TASK TO COMPLETE >>
Output every line below exactly.

[Collection entries]
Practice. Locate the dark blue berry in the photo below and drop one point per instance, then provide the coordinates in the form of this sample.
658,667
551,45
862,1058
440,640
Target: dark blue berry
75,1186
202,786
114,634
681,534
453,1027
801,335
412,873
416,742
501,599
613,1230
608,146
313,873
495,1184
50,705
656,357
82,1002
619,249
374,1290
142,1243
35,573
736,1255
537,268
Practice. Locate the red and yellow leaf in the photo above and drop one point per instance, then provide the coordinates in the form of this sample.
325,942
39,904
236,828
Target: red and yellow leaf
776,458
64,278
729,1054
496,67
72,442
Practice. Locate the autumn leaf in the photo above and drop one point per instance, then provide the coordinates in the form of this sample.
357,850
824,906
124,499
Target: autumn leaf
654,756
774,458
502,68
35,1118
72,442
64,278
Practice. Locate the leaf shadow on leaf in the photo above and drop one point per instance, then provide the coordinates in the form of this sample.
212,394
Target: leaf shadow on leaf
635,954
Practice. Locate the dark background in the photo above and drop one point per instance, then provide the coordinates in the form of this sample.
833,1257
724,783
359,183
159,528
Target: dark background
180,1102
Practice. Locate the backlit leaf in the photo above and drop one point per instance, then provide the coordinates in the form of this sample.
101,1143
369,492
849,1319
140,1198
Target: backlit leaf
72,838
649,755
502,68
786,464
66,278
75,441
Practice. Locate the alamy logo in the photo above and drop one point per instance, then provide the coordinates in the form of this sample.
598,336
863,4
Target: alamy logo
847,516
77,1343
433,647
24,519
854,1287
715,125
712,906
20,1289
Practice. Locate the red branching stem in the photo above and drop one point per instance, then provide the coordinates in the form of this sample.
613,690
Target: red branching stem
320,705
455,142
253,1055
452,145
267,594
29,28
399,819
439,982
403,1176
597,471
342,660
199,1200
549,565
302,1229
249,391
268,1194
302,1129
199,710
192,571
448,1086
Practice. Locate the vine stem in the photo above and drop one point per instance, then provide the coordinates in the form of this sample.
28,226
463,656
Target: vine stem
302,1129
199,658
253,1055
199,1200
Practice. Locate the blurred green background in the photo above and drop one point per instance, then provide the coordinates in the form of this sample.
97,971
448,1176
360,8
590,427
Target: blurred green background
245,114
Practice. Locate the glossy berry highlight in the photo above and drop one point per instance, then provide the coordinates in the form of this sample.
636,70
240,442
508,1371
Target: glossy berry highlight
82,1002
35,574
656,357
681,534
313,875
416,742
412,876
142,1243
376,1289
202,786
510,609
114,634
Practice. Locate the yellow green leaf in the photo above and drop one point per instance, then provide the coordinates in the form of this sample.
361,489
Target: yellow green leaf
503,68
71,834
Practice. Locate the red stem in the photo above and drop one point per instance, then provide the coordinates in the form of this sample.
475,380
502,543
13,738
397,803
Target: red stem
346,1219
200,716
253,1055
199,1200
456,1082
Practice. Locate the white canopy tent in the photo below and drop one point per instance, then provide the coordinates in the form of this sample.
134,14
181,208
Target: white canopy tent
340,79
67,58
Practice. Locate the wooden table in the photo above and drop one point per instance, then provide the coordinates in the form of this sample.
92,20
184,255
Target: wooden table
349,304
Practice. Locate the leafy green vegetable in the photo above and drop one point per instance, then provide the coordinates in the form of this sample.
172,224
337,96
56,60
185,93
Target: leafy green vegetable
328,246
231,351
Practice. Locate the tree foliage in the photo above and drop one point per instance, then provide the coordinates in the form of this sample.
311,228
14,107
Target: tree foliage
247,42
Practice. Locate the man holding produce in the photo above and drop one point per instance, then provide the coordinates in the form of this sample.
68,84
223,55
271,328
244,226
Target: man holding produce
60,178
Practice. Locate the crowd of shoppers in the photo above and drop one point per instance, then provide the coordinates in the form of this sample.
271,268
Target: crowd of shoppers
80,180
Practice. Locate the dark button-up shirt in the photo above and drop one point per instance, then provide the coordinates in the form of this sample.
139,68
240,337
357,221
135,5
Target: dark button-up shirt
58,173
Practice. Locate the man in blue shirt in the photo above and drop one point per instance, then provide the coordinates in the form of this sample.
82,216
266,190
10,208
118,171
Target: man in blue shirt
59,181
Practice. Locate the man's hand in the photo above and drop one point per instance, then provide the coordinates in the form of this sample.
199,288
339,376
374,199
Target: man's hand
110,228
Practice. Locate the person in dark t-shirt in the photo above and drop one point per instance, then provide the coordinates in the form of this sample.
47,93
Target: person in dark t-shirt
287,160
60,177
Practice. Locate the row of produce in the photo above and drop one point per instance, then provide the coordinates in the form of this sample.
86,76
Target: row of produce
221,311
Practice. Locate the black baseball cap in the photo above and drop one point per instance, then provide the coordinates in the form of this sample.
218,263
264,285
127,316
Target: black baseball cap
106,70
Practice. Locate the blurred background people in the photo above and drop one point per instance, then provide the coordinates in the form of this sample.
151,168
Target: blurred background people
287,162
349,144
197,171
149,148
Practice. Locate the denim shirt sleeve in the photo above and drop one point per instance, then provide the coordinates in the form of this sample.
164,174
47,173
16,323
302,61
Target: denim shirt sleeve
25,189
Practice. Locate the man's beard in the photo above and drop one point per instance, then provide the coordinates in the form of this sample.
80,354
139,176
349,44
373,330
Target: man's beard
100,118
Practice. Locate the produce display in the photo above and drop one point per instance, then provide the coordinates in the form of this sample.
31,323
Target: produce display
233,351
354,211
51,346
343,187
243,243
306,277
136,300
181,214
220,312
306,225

RESPONSE >>
Practice. Locate the dark blue berry in the photo below and drop one point per instance, then provide the coordinates in the form of this sample.
658,667
551,45
862,1058
440,640
Target: dark blue berry
75,1186
202,786
114,634
681,534
453,1027
801,335
412,873
416,742
501,599
613,1230
608,146
313,873
495,1184
50,705
656,357
82,1002
619,249
374,1290
142,1243
35,573
736,1255
537,268
Practice. Locate the red and yellow leaf in the photo above and drop one point per instance, then provide the coordinates in the form of this sample.
325,942
39,904
236,828
Target: red and yellow leaf
776,458
64,278
729,1054
496,67
72,442
Practice. Locate the autumn leaf in the photo above and drop one point per instance, then provide the coordinates in the form of this sample.
357,850
824,906
124,499
Target: autumn leaf
654,756
774,458
502,68
35,1118
72,442
64,278
Practice. Locate the leaf shadow on leaf in the photo above and drop one point per instance, then provide the coordinates in the form of this sample.
212,394
Target: leaf shadow on leaf
635,954
Practice. Locate the dark background in the photo above and drop one point per instance, then provide the coordinates in the form of this sample.
833,1257
724,783
359,183
159,528
Target: dark background
180,1102
Practice. Locate the backlit leaf in the photo above and drop one point per instance, then provide the coordinates in the form of this sample.
101,1143
369,492
849,1319
140,1198
Target: backlit leaf
72,838
649,755
502,68
786,464
66,278
75,441
Practice. Locate the alamy logo in the photo above and drop one point per instance, then provide the coordinates in the form of this sample.
598,336
863,4
Target: alamy logo
847,516
77,1343
433,647
24,519
854,1287
715,125
712,906
20,1289
Practice. Locate the red branching stem in the photo above and drop one point per instance, then provide the coordinates in the form of this sample.
613,690
Target: red branching stem
320,705
455,142
253,1055
452,145
267,594
29,28
399,819
439,982
403,1176
597,471
342,660
199,1200
549,565
302,1229
249,391
268,1194
302,1129
199,710
192,571
448,1086
Practice. Locate the vine stem in the photo above and drop one point per instance, then provide the coordinates in the form of this sample.
28,226
463,656
Target: vine stem
302,1129
199,658
253,1055
199,1200
Practice. Locate the blurred green background in the photo above and drop one point per instance, then provide the coordinates in the form of this sample.
97,971
448,1176
360,8
590,427
Target: blurred green background
245,114
Practice. Locate the glossy berry highlight in the photo above and drop one point per instance, then provide the coordinates in the form of this sample.
636,70
240,442
508,1371
Target: glossy berry highlight
82,1002
35,574
656,357
681,534
313,875
416,742
412,876
142,1243
376,1289
202,786
510,609
114,634
Practice. Locate the yellow green leaf in the photo above and drop one point per instance, then provide the coordinates in the form of this sample.
361,489
Target: yellow green leaf
503,68
71,834
Practice. Locate the red stem in the photo above and drop one point per instance, then provide the coordinates in the form of this sample.
475,380
502,543
13,738
397,803
Target: red stem
346,1219
200,716
253,1055
199,1200
456,1082
Practice. Locate the white canopy tent in the photo below and drop one point per instance, then provide the coordinates in the form of this sample.
134,14
181,208
Target: white canopy tent
340,79
67,58
Practice. Locate the wooden table in the photo above and drop one point per instance, then provide the coordinates in the form of this sample.
92,20
184,255
Target: wooden table
349,304
Practice. Locate the leafy green vegetable in the photo above and drop one point per instance, then provide the coordinates in the form of this sample.
172,224
337,96
56,60
185,93
Target: leafy green vegetable
328,246
231,351
Practice. Locate the tree foliage in the photo above and drop one point per instance, then provide the coordinates in the form of this sample.
311,228
14,107
Target: tree foliage
247,42
Practice. Locate the man holding produce in the photo above and drop one point per instance, then provide the coordinates in the form of this sample.
68,84
223,55
271,328
244,226
Target: man holding produce
60,178
Practice. Locate the crowd of shoppers in the photo above and drop one point per instance, then provide the coordinates in the form of this sample.
271,268
Target: crowd of shoppers
80,180
Practice. Locate the dark button-up shirt in the photo above and drop one point per instance, then provide the coordinates in the form of this sample.
139,68
240,337
357,221
135,5
Target: dark button-up shirt
58,173
Practice. Locate the man in blue shirt in the photo above and drop one point per instance, then provide the coordinates in the form of this sample.
82,216
266,190
10,208
118,171
Target: man in blue shirt
59,181
Practice. Locate the man's hand in the photo above and drop one point per instance, then provide the coordinates in the form of this sample.
199,288
339,376
374,199
Target: man's hand
110,228
Practice. Locate the person in dark t-shirt in the photo above and drop one point per instance, then provide the coordinates in the form of this sample.
47,93
Target: person in dark t-shirt
287,160
60,177
Practice. Locate the row of produce in the photo above and drop one point per instance, then provide the coordinates in the form of this sample.
86,76
Target: row of produce
221,311
Practice. Locate the black baseball cap in the photo above and drop one point per instance, then provide the coordinates in the form of this sample.
218,263
264,285
127,316
Target: black baseball cap
106,70
Practice. Locate the blurred background people in the photo above and drop one point per instance, then provide the coordinates in the form of this sample.
151,168
Target: blurred background people
287,162
349,144
197,171
149,148
Practice. Locate the denim shirt sleeve in the photo above and drop one point per instance, then provide the coordinates in the form of this sample.
164,174
47,173
16,323
302,61
Target: denim shirt sleeve
25,189
Practice. Locate the man's beard in the photo above and drop one point per instance, then provide the coordinates in the form of this sample.
80,354
139,176
349,44
373,330
Target: man's beard
100,118
Practice. Locate the produce display in the photo above and drop one point per instance, then provide the coordinates in the form of this sample.
31,323
Target: produce display
233,351
354,211
51,346
343,187
243,243
306,277
136,300
181,214
220,312
306,225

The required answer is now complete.